[[ Records shown, beginning ]]

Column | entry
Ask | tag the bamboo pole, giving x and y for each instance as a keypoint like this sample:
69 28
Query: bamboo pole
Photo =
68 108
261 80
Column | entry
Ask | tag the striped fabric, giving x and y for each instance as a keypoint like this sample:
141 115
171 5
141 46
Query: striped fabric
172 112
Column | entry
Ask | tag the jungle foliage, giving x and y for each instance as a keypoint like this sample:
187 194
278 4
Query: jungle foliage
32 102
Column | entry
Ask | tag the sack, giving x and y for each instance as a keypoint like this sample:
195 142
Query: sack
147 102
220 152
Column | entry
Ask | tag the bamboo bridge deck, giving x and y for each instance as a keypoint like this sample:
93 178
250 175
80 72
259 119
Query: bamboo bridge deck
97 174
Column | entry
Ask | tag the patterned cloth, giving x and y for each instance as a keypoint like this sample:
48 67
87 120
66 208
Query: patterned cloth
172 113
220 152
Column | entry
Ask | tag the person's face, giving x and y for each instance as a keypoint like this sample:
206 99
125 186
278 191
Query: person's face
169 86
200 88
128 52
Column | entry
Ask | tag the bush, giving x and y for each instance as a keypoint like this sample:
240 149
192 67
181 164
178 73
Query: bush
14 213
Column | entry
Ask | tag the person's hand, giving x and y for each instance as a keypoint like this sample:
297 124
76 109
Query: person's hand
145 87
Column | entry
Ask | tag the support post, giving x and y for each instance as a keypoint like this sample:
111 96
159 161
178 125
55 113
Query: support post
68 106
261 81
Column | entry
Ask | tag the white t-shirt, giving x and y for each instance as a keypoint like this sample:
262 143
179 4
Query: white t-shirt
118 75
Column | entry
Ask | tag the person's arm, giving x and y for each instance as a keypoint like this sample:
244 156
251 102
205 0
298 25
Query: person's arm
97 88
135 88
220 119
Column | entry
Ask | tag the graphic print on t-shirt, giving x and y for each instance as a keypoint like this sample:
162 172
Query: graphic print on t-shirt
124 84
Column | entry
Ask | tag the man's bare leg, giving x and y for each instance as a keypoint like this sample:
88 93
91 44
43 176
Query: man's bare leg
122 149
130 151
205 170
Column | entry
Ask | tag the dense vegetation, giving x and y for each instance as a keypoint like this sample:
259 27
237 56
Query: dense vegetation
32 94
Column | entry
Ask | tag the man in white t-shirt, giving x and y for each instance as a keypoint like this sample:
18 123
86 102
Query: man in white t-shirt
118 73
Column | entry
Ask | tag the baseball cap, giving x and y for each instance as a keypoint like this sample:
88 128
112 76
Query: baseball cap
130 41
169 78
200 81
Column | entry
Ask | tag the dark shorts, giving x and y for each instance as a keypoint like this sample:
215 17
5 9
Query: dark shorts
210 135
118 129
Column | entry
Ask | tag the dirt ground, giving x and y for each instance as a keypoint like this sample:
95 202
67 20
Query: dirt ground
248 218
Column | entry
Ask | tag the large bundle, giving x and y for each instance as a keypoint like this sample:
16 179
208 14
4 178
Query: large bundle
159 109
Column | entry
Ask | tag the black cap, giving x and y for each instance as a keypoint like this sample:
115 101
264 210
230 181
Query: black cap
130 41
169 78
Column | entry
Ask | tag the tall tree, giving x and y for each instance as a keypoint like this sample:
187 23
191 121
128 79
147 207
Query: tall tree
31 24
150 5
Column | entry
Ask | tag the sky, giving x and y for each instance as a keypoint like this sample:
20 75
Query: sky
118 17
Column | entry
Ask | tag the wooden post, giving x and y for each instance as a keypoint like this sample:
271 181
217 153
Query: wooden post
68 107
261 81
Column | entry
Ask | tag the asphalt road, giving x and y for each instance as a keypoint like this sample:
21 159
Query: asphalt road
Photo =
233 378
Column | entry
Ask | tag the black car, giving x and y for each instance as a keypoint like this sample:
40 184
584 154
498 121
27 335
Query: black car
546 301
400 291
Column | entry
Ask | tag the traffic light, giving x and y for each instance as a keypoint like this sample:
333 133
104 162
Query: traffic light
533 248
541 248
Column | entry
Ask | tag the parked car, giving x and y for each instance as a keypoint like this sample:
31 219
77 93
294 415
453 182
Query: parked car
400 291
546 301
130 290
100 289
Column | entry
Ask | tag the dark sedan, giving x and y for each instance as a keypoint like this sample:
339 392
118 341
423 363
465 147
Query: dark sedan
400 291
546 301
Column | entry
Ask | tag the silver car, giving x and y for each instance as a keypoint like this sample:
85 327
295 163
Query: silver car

[[ Records shown, end ]]

What you need to do
Copy out every record exactly.

Problem solution
Column | entry
Ask | tag the bamboo pole, giving x and y for each instance as a keypoint like this sample:
69 28
Query: bamboo pole
Photo =
68 108
261 80
Column | entry
Ask | tag the striped fabric, giving x and y for each instance as a keypoint like this sample:
141 115
171 5
141 46
Query: striped fabric
172 112
Column | entry
Ask | tag the jungle foliage, giving x and y for each instance as a keypoint like this sample:
187 194
278 4
Query: jungle foliage
32 102
Column | entry
Ask | tag the sack, giving x and y for each instance as a keypoint like this sample:
195 142
Query: sack
147 102
220 152
Column | entry
Ask | tag the bamboo bridge deck, giving x and y for each instance as a keypoint like this sample:
93 178
250 175
80 72
259 119
Query: bamboo bridge deck
97 174
Column | entry
Ask | tag the patterned cloth, giving x and y for each instance as a keypoint like this sample:
48 67
87 120
66 208
Query: patterned cloth
172 113
220 152
Column | entry
Ask | tag the person's face, giving x and y for each instance as a keypoint like this sample:
206 99
125 186
278 191
Query: person's face
169 86
200 88
128 52
Column | entry
Ask | tag the bush, giving x and y for each instance as a keypoint like this sample:
240 149
192 67
181 164
178 73
Query: bush
14 213
Column | entry
Ask | tag the person's hand, giving x and y for each instance as a keypoint like this sample:
297 124
76 109
Query: person's hand
145 87
Column | entry
Ask | tag the support post, giving x and y for each instance as a keypoint like this sample:
111 96
159 161
178 125
55 113
Query: support post
68 106
261 81
Column | entry
Ask | tag the white t-shirt, giving x and y for each instance as a keypoint like this sample:
262 143
179 4
Query: white t-shirt
118 75
Column | entry
Ask | tag the person's arm, giving x and y for each instance as a keypoint like this sample:
244 156
251 102
205 0
298 25
Query: person's arm
97 88
135 88
220 119
Column | entry
Ask | tag the graphic print on t-shirt, giving x and y for each instance as a keypoint like this sample:
162 172
Query: graphic print on t-shirt
124 84
Column | entry
Ask | tag the man's bare leg, giving x and y for each instance as a keypoint like this sample:
88 93
91 44
43 176
Query: man's bare leg
122 149
130 151
205 170
Column | entry
Ask | tag the dense vegetation, giving x and y for each instance as a keypoint like this sample:
259 27
237 56
Query: dense vegetation
32 94
Column | entry
Ask | tag the man in white t-shirt, giving x and y for each instance as a keypoint like this sample:
18 123
86 102
Query: man in white t-shirt
118 73
Column | entry
Ask | tag the baseball cap, giving x and y for each instance as a keypoint like this sample:
88 128
112 76
Query: baseball cap
130 41
169 78
200 81
Column | entry
Ask | tag the dark shorts, giving x and y for each instance as a keypoint like this sample:
215 17
5 9
Query: dark shorts
210 135
118 129
Column | entry
Ask | tag the dirt ground, giving x and y for each instance as a keypoint like this sample:
95 202
67 20
Query: dirt ground
248 218
Column | entry
Ask | tag the large bundle, giving x and y for each instance as a keypoint like this sample:
16 179
208 14
4 178
Query: large bundle
159 109
Column | entry
Ask | tag the black cap, giving x and y for each instance as a keypoint like this sample:
115 101
264 210
230 181
Query: black cap
130 41
169 78
Column | entry
Ask | tag the tall tree, giving x and y for each instance as a keypoint like this sample:
187 23
191 121
128 79
147 207
Query: tall tree
31 24
150 5
Column | entry
Ask | tag the sky, giving x and y for each instance as a keypoint like this sample:
20 75
Query: sky
118 17
Column | entry
Ask | tag the wooden post, giving x and y for each instance as a keypoint like this sample:
271 181
217 153
Query: wooden post
68 107
261 81
Column | entry
Ask | tag the asphalt road, giving x and y for each instance as a keypoint like this sample:
21 159
Query: asphalt road
Photo =
233 378
Column | entry
Ask | tag the black car, giving x and y for each instance as a keypoint like this sample:
40 184
584 154
498 121
27 335
Query: black car
546 301
400 291
Column | entry
Ask | tag the traffic light, giving x and y for each instance as a keypoint like this sample:
333 133
104 162
Query: traffic light
533 248
541 248
Column | entry
Ask | tag the parked car, giving x and y for each instance as a keypoint like this sample:
31 219
77 93
294 415
453 182
Query: parked car
400 291
546 301
130 290
100 289
Column | entry
Ask | tag the dark sedan, giving x and y for each instance as a keypoint like this sample:
339 392
118 341
423 363
465 147
Query: dark sedan
400 291
546 301
Column | entry
Ask | tag the silver car, giving x and y for each instance as a keypoint like this sample:
85 327
295 163
Query: silver car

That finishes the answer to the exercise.